Task requirements ->
From the abstract on the emission decay of DNA-bound [Ru(L)2dppz]2+ below, list the parameters on which the lifetimes and pre-exponential factors are said to depend.

Reading passage ->
========================

DNA sequence and ancillary ligand modulate the biexponential emission decay of intercalated [Ru(L)2dppz]2+ enantiomers.

The bi-exponential emission decay of [Ru(L)(2)dppz](2+) (L = N,N'-diimine ligand) bound to DNA has been studied as a function of polynucleotide sequence, enantiomer, and nature of L (phenanthroline vs. bipyridine). The lifetimes (τ(i)) and pre-exponential factors (α(i)) depend on all three parameters. With [poly(dA-dT)](2), the variation of α(i) with [Nu]/[Ru] has little dependence on L for Λ-[Ru(L)(2)dppz](2+) but a substantial dependence for Δ-[Ru(L)(2)dppz](2+). With [poly(dG-dC)](2), by contrast, the Λ-enantiomer α(i) values depend strongly on the nature of L, whereas those of the Δ-enantiomer are relatively unaffected. DNA-bound linked dimers show similar photophysical behaviour. The lifetimes are identified with two geometries of minor-groove intercalated [Ru(L)(2) dppz](2+), resulting in differential water access to the phenazine nitrogen atoms. Interplay of cooperative and anti-cooperative binding resulting from complex-complex and complex-DNA interactions is responsible for the observed variations of α(i) with binding ratio. [Ru(phen)(2)dppz](2+) emission is quenched by guanosine in DMF, which may further rationalise the shorter lifetimes observed with guanine-rich DNA.

========================

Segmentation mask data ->

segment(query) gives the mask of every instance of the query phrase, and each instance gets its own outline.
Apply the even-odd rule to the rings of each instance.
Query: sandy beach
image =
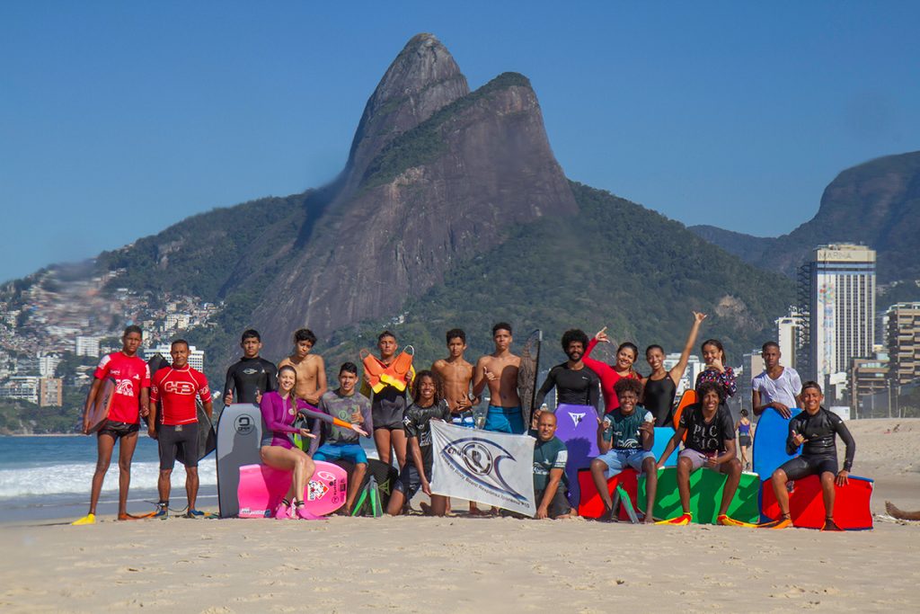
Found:
[[[896,432],[895,426],[900,424]],[[871,531],[333,517],[0,527],[4,611],[916,611],[920,420],[850,423]],[[459,510],[464,504],[457,504]]]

========================

Problem solution ->
- Polynucleotide sequence
- Enantiomer
- Nature of L (phenanthroline vs. bipyridine)